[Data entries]
=======

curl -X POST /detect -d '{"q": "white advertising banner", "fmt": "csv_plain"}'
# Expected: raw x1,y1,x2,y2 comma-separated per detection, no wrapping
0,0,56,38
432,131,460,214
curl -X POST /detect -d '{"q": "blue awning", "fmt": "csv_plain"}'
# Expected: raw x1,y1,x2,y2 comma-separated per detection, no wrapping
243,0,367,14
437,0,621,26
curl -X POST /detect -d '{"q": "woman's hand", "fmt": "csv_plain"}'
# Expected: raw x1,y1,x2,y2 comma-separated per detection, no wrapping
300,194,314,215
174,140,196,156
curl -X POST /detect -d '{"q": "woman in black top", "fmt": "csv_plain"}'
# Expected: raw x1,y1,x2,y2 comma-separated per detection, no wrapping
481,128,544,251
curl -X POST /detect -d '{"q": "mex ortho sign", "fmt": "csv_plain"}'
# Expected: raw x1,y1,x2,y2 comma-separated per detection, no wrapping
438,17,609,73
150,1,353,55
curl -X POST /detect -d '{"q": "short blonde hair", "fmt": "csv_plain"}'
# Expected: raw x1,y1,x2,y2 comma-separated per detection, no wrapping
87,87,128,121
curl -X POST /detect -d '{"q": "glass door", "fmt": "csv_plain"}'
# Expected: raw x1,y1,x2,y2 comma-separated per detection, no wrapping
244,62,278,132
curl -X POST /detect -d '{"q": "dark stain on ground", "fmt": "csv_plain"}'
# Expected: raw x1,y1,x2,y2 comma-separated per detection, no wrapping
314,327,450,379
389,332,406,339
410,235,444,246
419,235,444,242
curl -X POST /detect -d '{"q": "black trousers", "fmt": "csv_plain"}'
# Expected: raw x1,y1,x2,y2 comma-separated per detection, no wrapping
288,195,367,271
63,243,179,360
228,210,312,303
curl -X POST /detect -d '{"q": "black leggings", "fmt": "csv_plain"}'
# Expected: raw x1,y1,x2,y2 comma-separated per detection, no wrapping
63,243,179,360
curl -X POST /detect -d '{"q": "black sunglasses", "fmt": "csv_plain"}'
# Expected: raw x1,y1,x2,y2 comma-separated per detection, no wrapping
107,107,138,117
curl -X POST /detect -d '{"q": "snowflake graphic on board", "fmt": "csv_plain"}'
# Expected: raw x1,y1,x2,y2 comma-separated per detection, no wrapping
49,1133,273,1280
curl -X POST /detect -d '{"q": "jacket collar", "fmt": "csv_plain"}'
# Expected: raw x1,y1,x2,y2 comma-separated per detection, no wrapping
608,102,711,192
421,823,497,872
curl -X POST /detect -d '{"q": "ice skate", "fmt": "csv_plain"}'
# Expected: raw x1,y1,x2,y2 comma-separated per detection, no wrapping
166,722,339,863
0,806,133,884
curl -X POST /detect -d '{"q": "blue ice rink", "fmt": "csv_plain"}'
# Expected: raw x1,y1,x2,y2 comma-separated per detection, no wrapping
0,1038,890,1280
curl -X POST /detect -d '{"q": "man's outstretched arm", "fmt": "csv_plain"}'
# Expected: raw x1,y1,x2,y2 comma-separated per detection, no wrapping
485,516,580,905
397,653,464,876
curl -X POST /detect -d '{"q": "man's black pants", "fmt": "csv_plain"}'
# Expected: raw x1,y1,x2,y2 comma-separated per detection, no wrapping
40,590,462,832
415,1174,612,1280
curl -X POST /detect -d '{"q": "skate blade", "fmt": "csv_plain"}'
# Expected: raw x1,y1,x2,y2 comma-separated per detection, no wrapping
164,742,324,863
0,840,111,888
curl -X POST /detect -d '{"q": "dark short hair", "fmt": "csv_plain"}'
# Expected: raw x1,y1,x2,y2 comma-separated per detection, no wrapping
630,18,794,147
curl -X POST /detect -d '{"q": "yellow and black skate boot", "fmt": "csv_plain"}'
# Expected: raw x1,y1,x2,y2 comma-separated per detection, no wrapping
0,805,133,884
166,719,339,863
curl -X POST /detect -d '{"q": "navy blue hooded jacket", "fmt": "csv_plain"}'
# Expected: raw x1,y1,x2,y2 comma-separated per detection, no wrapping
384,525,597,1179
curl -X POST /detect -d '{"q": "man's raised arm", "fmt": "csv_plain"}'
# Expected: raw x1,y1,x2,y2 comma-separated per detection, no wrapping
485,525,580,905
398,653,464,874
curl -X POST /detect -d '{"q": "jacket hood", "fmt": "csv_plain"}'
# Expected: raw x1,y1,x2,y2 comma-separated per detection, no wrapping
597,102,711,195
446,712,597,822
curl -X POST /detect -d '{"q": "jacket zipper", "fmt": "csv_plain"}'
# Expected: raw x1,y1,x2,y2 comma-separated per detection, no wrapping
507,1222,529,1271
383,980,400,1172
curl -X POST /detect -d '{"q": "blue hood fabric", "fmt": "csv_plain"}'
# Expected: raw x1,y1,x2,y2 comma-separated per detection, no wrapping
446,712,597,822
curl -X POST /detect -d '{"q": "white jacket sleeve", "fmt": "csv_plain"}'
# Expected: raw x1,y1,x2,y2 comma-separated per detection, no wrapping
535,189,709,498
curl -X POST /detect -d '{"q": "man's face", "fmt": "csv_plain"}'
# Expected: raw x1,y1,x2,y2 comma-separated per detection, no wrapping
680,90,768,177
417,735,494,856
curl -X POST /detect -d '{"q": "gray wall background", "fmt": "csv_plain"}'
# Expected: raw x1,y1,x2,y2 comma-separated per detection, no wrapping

=======

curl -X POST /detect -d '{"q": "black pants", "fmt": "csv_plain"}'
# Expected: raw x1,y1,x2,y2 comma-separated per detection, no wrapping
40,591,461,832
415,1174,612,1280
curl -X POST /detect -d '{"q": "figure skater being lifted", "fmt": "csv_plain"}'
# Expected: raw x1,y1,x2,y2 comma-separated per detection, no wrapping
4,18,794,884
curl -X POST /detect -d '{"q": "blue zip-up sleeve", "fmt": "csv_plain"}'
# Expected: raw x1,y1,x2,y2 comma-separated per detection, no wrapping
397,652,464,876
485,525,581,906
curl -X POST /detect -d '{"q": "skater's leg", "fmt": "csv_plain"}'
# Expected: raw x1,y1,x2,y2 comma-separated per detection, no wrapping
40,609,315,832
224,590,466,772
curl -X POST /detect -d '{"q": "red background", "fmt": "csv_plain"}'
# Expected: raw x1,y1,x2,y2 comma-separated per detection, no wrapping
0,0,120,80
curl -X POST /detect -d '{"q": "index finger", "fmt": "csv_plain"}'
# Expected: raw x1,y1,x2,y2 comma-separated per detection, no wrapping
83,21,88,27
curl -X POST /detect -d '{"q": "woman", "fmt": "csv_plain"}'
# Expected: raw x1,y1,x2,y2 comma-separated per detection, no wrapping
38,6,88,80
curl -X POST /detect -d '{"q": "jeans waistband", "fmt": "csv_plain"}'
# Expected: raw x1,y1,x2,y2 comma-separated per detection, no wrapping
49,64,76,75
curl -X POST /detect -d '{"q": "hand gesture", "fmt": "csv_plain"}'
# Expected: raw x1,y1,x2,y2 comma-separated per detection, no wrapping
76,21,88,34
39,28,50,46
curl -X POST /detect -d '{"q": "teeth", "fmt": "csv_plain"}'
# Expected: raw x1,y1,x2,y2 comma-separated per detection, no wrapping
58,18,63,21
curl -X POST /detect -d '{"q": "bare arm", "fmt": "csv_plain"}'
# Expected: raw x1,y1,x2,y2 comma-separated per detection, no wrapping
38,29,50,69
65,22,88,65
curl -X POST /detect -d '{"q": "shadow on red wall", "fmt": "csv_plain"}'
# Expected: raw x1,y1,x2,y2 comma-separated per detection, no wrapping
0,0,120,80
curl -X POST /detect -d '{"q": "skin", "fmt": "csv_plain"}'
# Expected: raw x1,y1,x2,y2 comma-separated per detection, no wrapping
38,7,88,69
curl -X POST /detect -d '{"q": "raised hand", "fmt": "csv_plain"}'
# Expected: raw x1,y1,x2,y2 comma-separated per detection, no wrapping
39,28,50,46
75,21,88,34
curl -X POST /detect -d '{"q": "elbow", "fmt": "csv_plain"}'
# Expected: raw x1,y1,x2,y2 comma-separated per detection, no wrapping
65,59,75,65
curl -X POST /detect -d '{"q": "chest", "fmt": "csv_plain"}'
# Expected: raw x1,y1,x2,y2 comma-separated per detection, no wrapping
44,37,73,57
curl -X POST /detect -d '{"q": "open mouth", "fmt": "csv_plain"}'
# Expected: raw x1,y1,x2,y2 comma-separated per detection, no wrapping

=======

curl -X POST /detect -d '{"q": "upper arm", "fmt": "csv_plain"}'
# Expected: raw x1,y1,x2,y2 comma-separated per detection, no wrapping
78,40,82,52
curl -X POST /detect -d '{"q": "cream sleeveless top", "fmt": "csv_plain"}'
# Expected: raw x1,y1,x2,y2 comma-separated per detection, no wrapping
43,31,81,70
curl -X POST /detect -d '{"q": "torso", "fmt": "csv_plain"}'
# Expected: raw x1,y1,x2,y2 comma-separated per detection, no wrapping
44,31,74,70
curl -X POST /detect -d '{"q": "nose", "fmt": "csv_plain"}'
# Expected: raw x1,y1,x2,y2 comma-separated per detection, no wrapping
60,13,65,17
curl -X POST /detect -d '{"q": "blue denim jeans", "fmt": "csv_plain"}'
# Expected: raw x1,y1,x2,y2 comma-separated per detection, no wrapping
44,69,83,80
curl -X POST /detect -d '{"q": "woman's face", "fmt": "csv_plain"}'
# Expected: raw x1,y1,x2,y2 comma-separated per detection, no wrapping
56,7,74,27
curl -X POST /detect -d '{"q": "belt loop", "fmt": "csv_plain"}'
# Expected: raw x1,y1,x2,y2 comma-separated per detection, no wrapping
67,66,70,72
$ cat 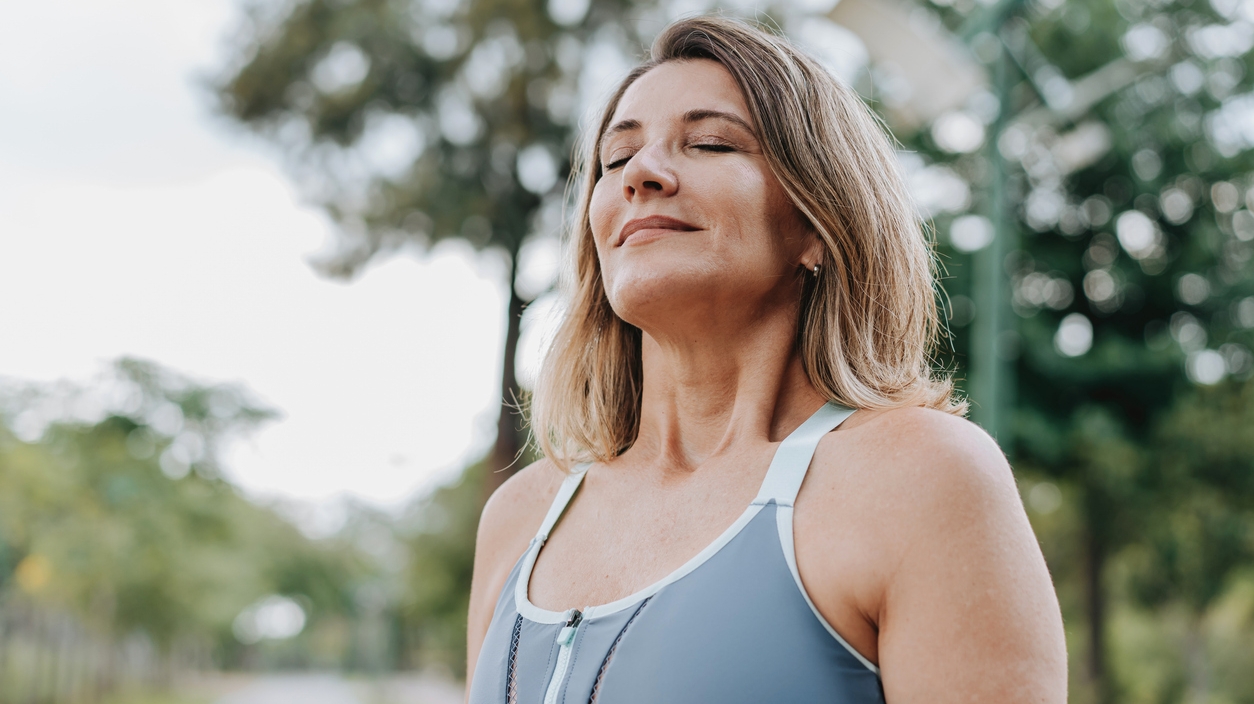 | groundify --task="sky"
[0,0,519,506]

=======

| WRITTEN PROBLEM |
Identify every line in the rows above that contains the string "pants", and copy each of those lines in full.

| FULL ANSWER |
curl -X POST /detect -d '{"q": "man's black pants", "fmt": "csv_plain"}'
curl -X POST /detect -d '{"q": "black pants", "fmt": "csv_plain"}'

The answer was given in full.